### TASK INSTRUCTIONS
Return all of the data verbatim, dropping any picture.

------------------------------

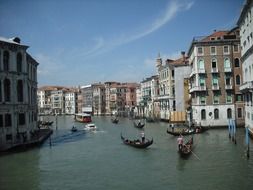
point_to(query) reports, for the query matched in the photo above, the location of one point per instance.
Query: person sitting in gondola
(180, 142)
(142, 137)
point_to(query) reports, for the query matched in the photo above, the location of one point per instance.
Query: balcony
(227, 69)
(215, 87)
(201, 71)
(247, 86)
(228, 87)
(198, 88)
(192, 73)
(214, 70)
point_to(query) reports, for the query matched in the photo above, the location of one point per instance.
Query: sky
(81, 42)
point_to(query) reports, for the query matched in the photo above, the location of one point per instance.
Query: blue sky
(79, 42)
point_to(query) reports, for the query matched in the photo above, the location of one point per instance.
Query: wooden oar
(195, 155)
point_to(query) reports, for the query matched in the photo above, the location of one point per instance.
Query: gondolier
(142, 136)
(180, 142)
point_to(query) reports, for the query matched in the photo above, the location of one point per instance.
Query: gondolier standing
(142, 136)
(180, 142)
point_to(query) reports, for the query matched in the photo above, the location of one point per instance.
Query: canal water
(99, 160)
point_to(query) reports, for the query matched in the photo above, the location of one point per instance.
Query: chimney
(17, 40)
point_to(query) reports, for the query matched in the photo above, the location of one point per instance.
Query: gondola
(187, 131)
(115, 120)
(137, 143)
(186, 149)
(139, 125)
(73, 129)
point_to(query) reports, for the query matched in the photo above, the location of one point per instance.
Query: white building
(18, 87)
(245, 24)
(70, 102)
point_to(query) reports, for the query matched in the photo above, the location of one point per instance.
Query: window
(227, 63)
(215, 80)
(216, 114)
(202, 81)
(212, 50)
(7, 120)
(7, 90)
(239, 97)
(229, 113)
(21, 119)
(239, 112)
(236, 48)
(238, 80)
(228, 80)
(19, 62)
(214, 63)
(201, 64)
(202, 100)
(225, 49)
(237, 62)
(203, 114)
(200, 51)
(20, 91)
(229, 98)
(215, 98)
(6, 60)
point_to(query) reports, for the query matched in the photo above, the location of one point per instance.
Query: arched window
(229, 113)
(201, 64)
(6, 60)
(19, 62)
(214, 63)
(216, 114)
(203, 114)
(227, 63)
(237, 62)
(238, 80)
(20, 91)
(7, 90)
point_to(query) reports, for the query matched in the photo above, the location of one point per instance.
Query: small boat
(46, 123)
(115, 120)
(139, 125)
(90, 126)
(73, 129)
(176, 131)
(186, 149)
(137, 143)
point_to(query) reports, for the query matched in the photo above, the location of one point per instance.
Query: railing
(215, 87)
(228, 87)
(227, 69)
(247, 86)
(201, 71)
(214, 70)
(198, 88)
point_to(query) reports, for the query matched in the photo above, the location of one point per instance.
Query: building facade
(246, 37)
(215, 79)
(18, 88)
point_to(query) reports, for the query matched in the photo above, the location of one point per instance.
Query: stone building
(215, 79)
(18, 93)
(245, 23)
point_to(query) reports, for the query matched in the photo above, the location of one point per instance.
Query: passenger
(180, 142)
(142, 136)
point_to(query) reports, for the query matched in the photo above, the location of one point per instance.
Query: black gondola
(137, 143)
(73, 129)
(186, 149)
(187, 131)
(139, 125)
(115, 120)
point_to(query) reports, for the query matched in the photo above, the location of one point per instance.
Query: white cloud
(172, 9)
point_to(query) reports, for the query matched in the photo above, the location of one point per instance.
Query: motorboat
(90, 126)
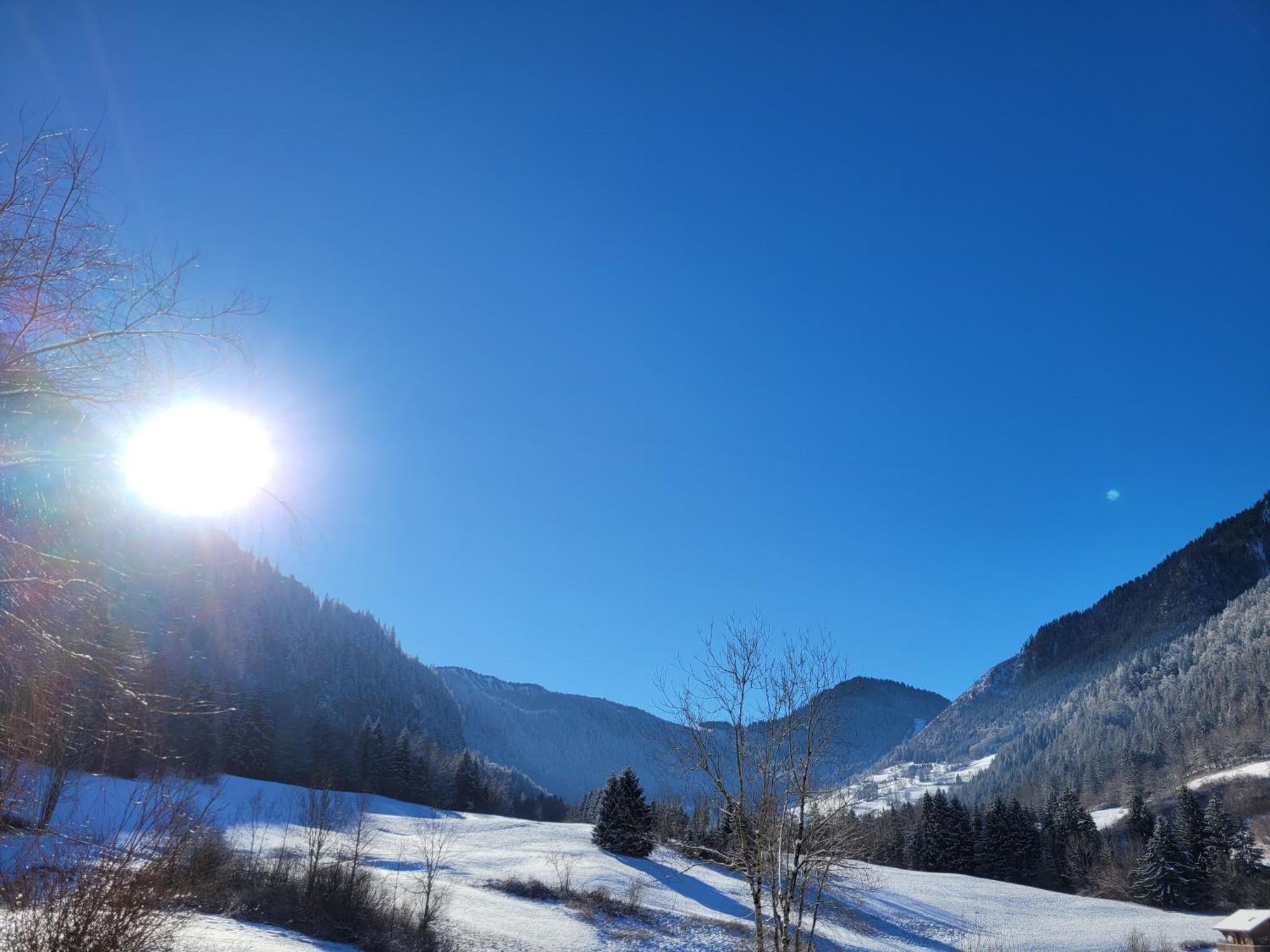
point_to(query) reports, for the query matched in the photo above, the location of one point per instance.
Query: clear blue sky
(592, 323)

------------------------------

### SOLVED EXERCISE
point_to(query) reports, for the query matched in the photo above, the location of one point per instance.
Query: person sitting in gondola
(180, 142)
(142, 137)
point_to(query) reports, for the query matched in the photo above, the location of one point per instance.
Query: balcony
(227, 69)
(215, 87)
(201, 71)
(247, 86)
(228, 87)
(198, 88)
(192, 73)
(214, 70)
point_to(query) reports, for the query matched in the photo above, the location of one point per instance.
Query: sky
(81, 42)
point_to(query) reports, for the query matched in the photo above, the location of one point per instance.
Query: blue sky
(79, 42)
point_to(query) reports, for the query matched in the photo above, the location of one point per instance.
Query: wooden oar
(195, 155)
point_to(query) reports, for the query matched in the photo above, the location of one point per instance.
Query: gondolier
(142, 136)
(180, 142)
point_to(query) reports, for the query matched in the photo above, the location of one point per instance.
Query: gondolier standing
(142, 136)
(180, 142)
point_to(query) reports, for the query matched in the photo above, the location of one point per instance.
Query: canal water
(99, 160)
point_to(query) reports, for the query matched in the photo above, the location of one point per instance.
Query: chimney
(17, 40)
point_to(query) reports, for the query matched in the photo above, the location of one point per instance.
Query: gondola
(187, 131)
(115, 120)
(137, 143)
(186, 149)
(139, 125)
(73, 129)
point_to(query) reports, for the query matched in the photo above, the location of one point per instance.
Query: white building
(18, 87)
(245, 24)
(70, 102)
point_to(query) reports, for the query matched in the photo above, the location of one point per instance.
Query: window
(227, 63)
(215, 80)
(216, 114)
(202, 81)
(212, 50)
(7, 120)
(7, 90)
(239, 97)
(229, 113)
(21, 119)
(239, 112)
(236, 48)
(238, 80)
(228, 80)
(19, 62)
(214, 63)
(201, 64)
(202, 100)
(225, 49)
(237, 62)
(203, 114)
(200, 51)
(20, 91)
(229, 98)
(215, 98)
(6, 60)
point_to(query) reports, for the query matched in the photo above, the location of one point per instance.
Query: arched window
(229, 113)
(201, 64)
(6, 60)
(19, 62)
(214, 63)
(216, 114)
(203, 114)
(227, 63)
(237, 62)
(238, 80)
(20, 91)
(7, 90)
point_to(query) reports, for the query matched in the photo above, the location of one point per instance.
Query: small boat
(46, 123)
(115, 120)
(139, 125)
(90, 126)
(73, 129)
(176, 131)
(186, 149)
(137, 143)
point_to(query) reports, for the query matched in the photo above, the location of one point per instance.
Query: railing
(215, 87)
(228, 87)
(227, 69)
(247, 86)
(201, 71)
(214, 70)
(198, 88)
point_to(query) reports, for the query matched in the photo above, the location of one point per instance.
Query: building facade
(246, 37)
(215, 79)
(18, 88)
point_to(query) reports, for the query matched in the photo above, the location of one point per instance.
Query: stone building
(215, 79)
(18, 93)
(245, 23)
point_to(query) reports, for the query matched in the photo above, the location of one point per instance.
Query: passenger
(180, 142)
(142, 136)
point_to(query) reports, for the query matched in the photo above, the location of one point per instance.
Query: black gondola
(137, 143)
(73, 129)
(186, 149)
(187, 131)
(139, 125)
(115, 120)
point_to(query) reports, for the query matched in the photo above, the location of one point per instance.
Query: white cloud
(172, 9)
point_to(query) reports, for the query matched in the photo above, the location of one point per instance.
Query: motorboat
(90, 126)
point_to(query) reports, for the query matched in the photo above, the location of one point per instance.
Query: clear blue sky
(592, 323)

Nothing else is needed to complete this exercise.